▸ **Task instructions**: Reproduce only the lines starting at the one containing "Target: row of eyelet holes" and ending at the one containing "52], [98, 54]]]", with every "eyelet holes" changed to "lace holes" and nothing else altered.

▸ **Working data**:
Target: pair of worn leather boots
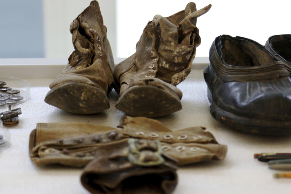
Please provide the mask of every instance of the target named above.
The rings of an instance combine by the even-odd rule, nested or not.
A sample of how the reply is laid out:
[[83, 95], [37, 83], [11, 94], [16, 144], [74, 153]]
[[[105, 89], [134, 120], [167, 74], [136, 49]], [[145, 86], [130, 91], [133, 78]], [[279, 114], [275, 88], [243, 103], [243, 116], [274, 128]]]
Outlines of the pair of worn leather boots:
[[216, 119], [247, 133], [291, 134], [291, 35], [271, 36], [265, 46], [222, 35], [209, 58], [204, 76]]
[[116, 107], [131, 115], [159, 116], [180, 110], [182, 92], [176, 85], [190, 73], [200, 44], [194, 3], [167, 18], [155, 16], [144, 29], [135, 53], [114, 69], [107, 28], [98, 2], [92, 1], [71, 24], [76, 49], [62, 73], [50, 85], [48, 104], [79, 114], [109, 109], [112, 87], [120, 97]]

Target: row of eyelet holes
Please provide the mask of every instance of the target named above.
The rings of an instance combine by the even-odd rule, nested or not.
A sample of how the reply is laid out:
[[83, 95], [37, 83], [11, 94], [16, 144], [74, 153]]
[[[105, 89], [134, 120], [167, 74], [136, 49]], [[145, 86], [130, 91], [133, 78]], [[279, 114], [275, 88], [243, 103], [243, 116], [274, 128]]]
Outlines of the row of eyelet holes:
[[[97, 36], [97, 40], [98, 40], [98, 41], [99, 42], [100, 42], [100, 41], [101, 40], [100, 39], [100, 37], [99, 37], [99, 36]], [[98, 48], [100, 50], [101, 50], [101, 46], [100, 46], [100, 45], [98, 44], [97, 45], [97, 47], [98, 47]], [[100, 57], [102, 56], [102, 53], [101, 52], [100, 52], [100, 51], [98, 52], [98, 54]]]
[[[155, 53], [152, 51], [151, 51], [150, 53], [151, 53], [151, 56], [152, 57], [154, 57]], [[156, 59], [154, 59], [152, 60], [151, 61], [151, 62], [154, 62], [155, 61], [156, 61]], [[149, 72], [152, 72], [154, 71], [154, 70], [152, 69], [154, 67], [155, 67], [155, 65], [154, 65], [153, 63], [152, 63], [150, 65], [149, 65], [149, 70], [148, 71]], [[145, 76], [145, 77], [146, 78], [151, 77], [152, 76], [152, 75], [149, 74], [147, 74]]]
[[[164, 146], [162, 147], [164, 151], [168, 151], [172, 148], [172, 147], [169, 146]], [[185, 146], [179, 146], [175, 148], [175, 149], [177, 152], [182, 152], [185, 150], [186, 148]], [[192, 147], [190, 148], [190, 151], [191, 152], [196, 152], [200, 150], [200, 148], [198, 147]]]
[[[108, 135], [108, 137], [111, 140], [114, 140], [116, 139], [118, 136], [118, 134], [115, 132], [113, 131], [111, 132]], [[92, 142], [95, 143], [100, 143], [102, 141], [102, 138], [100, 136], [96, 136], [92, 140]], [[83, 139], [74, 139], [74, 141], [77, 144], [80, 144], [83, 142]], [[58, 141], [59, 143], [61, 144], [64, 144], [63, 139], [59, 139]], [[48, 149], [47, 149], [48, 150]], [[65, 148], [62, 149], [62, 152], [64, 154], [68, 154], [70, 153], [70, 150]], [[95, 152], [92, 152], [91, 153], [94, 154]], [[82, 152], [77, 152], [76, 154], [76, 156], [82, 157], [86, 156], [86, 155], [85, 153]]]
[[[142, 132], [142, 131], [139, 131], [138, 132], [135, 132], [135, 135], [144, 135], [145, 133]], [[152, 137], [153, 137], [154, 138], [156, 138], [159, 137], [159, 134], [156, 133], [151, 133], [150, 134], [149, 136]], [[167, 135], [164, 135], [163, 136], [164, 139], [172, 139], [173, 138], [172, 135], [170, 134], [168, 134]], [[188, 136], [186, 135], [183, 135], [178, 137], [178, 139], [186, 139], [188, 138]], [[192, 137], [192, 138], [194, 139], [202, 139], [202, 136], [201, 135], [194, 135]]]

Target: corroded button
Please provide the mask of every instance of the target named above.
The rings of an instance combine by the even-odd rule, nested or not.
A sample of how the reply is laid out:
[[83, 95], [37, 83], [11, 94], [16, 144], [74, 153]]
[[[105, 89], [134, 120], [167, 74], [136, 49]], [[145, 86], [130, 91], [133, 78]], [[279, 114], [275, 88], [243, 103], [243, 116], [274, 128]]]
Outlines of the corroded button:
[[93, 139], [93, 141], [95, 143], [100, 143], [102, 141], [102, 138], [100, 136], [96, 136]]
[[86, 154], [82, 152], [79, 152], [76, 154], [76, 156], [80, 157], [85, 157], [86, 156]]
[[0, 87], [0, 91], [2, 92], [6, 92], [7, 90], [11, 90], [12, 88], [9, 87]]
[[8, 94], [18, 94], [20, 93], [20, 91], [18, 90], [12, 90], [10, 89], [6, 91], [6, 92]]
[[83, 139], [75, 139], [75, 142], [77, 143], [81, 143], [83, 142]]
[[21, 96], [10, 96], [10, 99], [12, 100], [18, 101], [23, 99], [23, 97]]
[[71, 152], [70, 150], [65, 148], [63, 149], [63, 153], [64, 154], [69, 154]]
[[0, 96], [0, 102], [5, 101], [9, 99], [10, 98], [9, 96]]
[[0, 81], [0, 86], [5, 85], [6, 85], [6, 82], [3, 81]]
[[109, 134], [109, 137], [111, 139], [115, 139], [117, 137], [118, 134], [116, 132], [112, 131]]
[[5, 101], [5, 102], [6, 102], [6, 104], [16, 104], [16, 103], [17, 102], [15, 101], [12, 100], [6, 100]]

▸ **Exercise answer**:
Target: row of lace holes
Please provide the mask of every instance of the target named above.
The rings of an instance combine by the even-odd rule, nested or not.
A sample of how the reply is laid out:
[[83, 95], [37, 83], [11, 94], [16, 144], [74, 153]]
[[[105, 89], [134, 120], [167, 74], [136, 49]], [[145, 86], [130, 91], [133, 78]], [[279, 114], [275, 88], [243, 103], [243, 116], [274, 128]]]
Outlines of the row of lace holes:
[[[97, 36], [97, 40], [98, 40], [98, 41], [99, 42], [100, 42], [100, 41], [101, 40], [100, 39], [100, 37], [99, 37], [99, 36]], [[98, 48], [100, 50], [101, 50], [101, 46], [100, 46], [100, 45], [98, 44], [97, 45], [97, 47], [98, 47]], [[100, 57], [102, 56], [102, 53], [101, 52], [100, 52], [100, 51], [98, 52], [98, 54]]]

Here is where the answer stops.